#### [Provided information]
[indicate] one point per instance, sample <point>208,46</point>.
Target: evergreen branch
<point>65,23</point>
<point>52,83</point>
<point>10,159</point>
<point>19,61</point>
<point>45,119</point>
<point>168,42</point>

#### [To do]
Extract the full listing above without alteration.

#### [Response to this exercise]
[indicate] one point per instance, sample <point>208,46</point>.
Target: evergreen branch
<point>65,23</point>
<point>52,83</point>
<point>10,159</point>
<point>19,61</point>
<point>45,119</point>
<point>168,42</point>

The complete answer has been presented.